**Texto selecionado:**
--------

• Mundo

    Friday, 26-Apr-2024 21:50:02 -03

    Governo Trump

    Trump emprega filha e volta a ser acusado de conflito de interesses

    ISABEL FLECK
    DE WASHINGTON

    29/03/2017 23h31

    Ivanka Trump, a filha do presidente que recentemente ganhou uma sala na Casa Branca junto à equipe de conselheiros políticos do pai e acesso a informações confidenciais, se tornará agora, oficialmente, uma funcionária do governo.

    O anúncio foi feito pela própria Ivanka, 35, nesta quarta (29), em meio a críticas sobre o obscuro papel que ela vinha desempenhando no governo desde que Donald Trump assumiu o poder.

    Mike Segar - 7.jun.2016/Reuters
    Donald Trump speaks as his son-in-law Jared Kushner (L) and his daughter Ivanka listen at a campaign event at the Trump National Golf Club Westchester in Briarcliff Manor, New York, U.S., June 7, 2016.
    Jared Kushner (à esq.) com sua mulher, Ivanka, durante comício de Donald Trump em junho de 2016

    A filha mais velha do presidente será agora "assistente especial" do pai, mas não receberá salário, como também ocorre com seu marido, Jared Kushner, que é conselheiro do sogro desde janeiro.

--------

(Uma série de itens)
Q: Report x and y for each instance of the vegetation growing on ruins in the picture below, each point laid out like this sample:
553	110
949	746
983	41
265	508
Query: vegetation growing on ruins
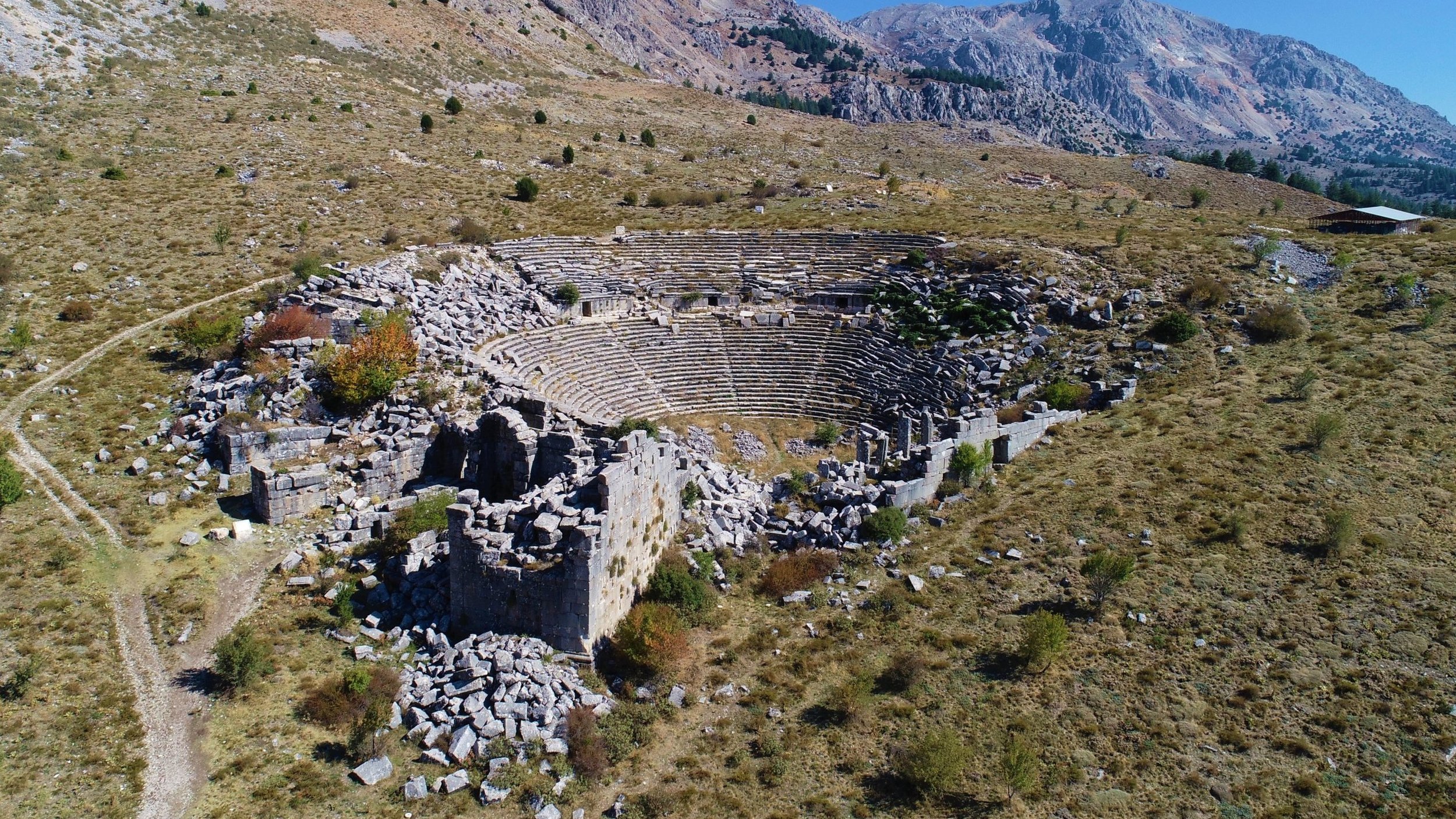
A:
372	365
1239	686
939	317
631	425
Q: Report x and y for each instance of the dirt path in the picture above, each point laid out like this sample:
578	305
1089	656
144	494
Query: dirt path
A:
169	710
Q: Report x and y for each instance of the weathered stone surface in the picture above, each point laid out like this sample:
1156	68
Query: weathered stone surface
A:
374	770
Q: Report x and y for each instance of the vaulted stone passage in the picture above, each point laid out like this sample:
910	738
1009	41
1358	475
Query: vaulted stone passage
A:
761	365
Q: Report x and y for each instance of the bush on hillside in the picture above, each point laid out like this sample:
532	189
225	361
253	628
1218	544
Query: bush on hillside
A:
887	524
970	461
1174	329
427	513
372	365
208	336
472	231
77	311
287	324
308	264
1043	636
651	637
341	700
631	425
1204	294
242	659
692	199
797	571
674	585
932	764
1066	396
1274	323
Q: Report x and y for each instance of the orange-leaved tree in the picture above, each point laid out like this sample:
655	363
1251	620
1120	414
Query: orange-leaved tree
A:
651	637
372	365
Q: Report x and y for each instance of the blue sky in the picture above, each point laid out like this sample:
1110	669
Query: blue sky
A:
1410	44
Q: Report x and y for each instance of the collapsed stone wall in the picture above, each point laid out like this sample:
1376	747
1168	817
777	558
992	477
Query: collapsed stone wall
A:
567	562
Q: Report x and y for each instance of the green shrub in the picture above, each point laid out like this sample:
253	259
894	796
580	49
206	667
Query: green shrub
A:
970	461
691	495
19	336
625	729
12	484
932	764
308	264
1303	384
1043	637
797	571
851	700
1274	323
427	513
887	524
19	681
242	659
77	311
1338	535
1263	248
1434	309
1324	429
904	672
208	336
651	637
1174	329
370	366
674	585
1066	396
586	748
1203	294
1018	765
1105	571
471	232
631	425
828	433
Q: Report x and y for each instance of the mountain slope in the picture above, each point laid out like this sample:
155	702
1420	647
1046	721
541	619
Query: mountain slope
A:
1165	73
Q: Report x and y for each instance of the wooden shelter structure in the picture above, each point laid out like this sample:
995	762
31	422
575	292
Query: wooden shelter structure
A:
1367	221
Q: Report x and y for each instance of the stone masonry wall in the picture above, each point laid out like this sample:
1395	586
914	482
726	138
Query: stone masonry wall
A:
278	497
1008	440
283	443
577	601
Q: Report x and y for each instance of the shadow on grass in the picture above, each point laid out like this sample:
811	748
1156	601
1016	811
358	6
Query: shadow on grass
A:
887	793
331	753
197	681
999	665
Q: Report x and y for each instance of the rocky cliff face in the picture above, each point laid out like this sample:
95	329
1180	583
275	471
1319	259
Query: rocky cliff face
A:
1084	75
1164	73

--------

**Exercícios:**
a: Transcreva fielmente o trecho da notícia sobre Ivanka Trump que começa em "Mike Segar - 7.jun.2016/Reuters" e termina em "sogro desde janeiro.".
b: Retome a notícia sobre Ivanka Trump a partir do ponto em que ela para e dê continuidade ao texto.

**Resultados esperados:**
a:
Mike Segar - 7.jun.2016/Reuters
    Donald Trump speaks as his son-in-law Jared Kushner (L) and his daughter Ivanka listen at a campaign event at the Trump National Golf Club Westchester in Briarcliff Manor, New York, U.S., June 7, 2016.
    Jared Kushner (à esq.) com sua mulher, Ivanka, durante comício de Donald Trump em junho de 2016

    A filha mais velha do presidente será agora "assistente especial" do pai, mas não receberá salário, como também ocorre com seu marido, Jared Kushner, que é conselheiro do sogro desde janeiro.

b:
    Ivanka já vinha participando de encontros de Trump com líderes estrangeiros, como com a chanceler alemã, Angela Merkel, e com os primeiros-ministros Shinzo Abe (Japão) e Justin Trudeau (Canadá).

    Conflito de interesses

    A indefinição sobre o papel da empresária na Casa Branca era só um dos problemas do governo Trump que, para críticos, justificariam a cassação do presidente por conflito de interesses.

    "É uma relação sem precedentes na Casa Branca", diz James Nelson, ex-juiz da Suprema Corte do Estado de Montana e assessor legal da organização Free Speech for People, que lidera uma campanha com mais de 917 mil assinaturas para iniciar um processo de impeachment contra Trump.

    "Assim como Ivanka, outros dois filhos de Trump, Donald Jr. e Eric [que assumiram o controle da Organização Trump antes da posse] continuam tocando seus negócios enquanto se fazem presentes na Casa Branca. Eles acham que não há conflito de interesses", diz.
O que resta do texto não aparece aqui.